The latter appears to relate to the recent case highlighted in the Daily Mail involving a sixteen year old girl who had the protection of a Court Order which banned the arrangement of her marriage. The Order was backed by a Power of Arrest. It is alleged that, in spite of the Court Order, the girl was forced to marry a man she had met only once under a threat from her father to kill her (which would apparently be explained as suicide) if she refused to comply. She is reported to have turned up at a local police station in her pyjamas on her wedding night in a distressed state.
The Forced Marriage Unit (FMU) is raising awareness about forced marriages across the public sector to professionals and lay clients alike. Marriage shall be entered into only with the free and full consent of the intending spouses (Universal Declaration of Human Rights, Article 16(2)). FMU goes on to say that No marriage shall be legally entered into without the full and free consent of both parties and a woman’s right to choose a spouse and enter freely into marriage that is central to her life and dignity and equality as a human being (Recommendation 21 Comment Article 16 (1) (b) UN Convention on the Elimination of All Forms of Discrimination Against Women).

● **Information given**:
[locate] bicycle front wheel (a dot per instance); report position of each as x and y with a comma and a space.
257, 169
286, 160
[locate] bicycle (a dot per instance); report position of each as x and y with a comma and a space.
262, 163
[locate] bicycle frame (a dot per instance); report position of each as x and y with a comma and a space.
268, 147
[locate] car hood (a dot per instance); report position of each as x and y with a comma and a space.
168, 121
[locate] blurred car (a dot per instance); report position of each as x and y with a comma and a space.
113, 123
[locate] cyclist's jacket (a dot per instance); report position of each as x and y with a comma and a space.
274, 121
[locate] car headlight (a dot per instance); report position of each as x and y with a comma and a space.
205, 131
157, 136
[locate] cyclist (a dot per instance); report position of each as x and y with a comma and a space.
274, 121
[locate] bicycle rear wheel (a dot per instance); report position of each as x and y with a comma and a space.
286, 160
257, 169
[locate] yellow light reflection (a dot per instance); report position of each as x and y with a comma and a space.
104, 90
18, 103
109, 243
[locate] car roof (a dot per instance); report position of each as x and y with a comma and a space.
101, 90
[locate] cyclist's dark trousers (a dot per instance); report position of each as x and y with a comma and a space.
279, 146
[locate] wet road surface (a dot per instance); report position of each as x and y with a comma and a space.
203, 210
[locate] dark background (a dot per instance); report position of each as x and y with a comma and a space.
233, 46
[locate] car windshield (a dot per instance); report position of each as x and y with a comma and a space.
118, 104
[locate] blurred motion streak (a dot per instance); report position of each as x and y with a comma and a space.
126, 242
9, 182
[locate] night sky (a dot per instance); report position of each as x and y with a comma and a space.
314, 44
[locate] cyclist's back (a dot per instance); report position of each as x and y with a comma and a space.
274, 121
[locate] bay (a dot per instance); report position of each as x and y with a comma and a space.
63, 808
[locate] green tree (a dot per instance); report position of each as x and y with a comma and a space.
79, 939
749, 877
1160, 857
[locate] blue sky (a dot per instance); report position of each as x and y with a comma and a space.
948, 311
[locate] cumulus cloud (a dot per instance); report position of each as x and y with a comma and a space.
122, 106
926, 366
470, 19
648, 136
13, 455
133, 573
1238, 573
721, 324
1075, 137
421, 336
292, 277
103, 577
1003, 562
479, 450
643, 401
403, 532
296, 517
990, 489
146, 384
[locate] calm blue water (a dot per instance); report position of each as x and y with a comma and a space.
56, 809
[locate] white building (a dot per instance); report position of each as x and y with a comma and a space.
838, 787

● **What is asked**:
• a. Could you output, word for word, the section of the forced marriage passage that begins with "The Forced Marriage" and ends with "Discrimination Against Women)."?
• b. Which lines of the listing contain the string "bicycle"? Pull out each of those lines unchanged, matching case exactly.

● **The responses**:
• a.
The Forced Marriage Unit (FMU) is raising awareness about forced marriages across the public sector to professionals and lay clients alike. Marriage shall be entered into only with the free and full consent of the intending spouses (Universal Declaration of Human Rights, Article 16(2)). FMU goes on to say that No marriage shall be legally entered into without the full and free consent of both parties and a woman’s right to choose a spouse and enter freely into marriage that is central to her life and dignity and equality as a human being (Recommendation 21 Comment Article 16 (1) (b) UN Convention on the Elimination of All Forms of Discrimination Against Women).

• b.
[locate] bicycle front wheel (a dot per instance); report position of each as x and y with a comma and a space.
[locate] bicycle (a dot per instance); report position of each as x and y with a comma and a space.
[locate] bicycle frame (a dot per instance); report position of each as x and y with a comma and a space.
[locate] bicycle rear wheel (a dot per instance); report position of each as x and y with a comma and a space.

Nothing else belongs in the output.